§ **Work request**:
Nothing but the lines from the one containing "Expected: for each instance of the wooden" through the end of the entries should be set down, each exactly as written.

§ **Natural language region descriptions**:
▬▬▬▬▬▬▬▬▬▬

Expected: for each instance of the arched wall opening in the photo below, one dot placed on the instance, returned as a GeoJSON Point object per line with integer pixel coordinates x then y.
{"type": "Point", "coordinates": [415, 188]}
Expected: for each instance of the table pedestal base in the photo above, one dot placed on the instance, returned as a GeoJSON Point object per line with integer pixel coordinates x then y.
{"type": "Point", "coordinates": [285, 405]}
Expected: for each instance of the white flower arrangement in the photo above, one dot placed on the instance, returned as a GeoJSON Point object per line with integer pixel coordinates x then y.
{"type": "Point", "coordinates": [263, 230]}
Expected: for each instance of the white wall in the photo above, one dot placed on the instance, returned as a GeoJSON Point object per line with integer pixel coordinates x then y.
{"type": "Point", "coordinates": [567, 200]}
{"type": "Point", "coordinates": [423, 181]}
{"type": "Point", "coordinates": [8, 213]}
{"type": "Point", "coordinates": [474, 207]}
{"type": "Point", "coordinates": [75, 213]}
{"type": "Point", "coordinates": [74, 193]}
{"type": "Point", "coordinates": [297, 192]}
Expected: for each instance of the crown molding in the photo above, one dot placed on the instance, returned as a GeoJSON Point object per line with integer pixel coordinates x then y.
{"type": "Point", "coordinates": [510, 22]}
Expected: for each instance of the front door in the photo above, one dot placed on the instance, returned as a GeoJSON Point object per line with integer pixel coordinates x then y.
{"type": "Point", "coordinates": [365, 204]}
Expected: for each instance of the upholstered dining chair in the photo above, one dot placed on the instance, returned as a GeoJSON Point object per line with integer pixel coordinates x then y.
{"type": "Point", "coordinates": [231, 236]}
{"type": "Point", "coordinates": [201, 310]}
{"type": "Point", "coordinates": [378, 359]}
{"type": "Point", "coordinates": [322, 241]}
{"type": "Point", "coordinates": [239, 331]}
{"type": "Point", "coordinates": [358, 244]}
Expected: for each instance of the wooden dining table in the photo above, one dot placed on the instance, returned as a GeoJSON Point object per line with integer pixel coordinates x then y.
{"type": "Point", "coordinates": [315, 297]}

▬▬▬▬▬▬▬▬▬▬

§ **Response to this exercise**:
Expected: for each instance of the wooden dining table in the photo above, one dot placed on the instance, returned as a GeoJSON Point object per line with integer pixel coordinates x then y.
{"type": "Point", "coordinates": [315, 297]}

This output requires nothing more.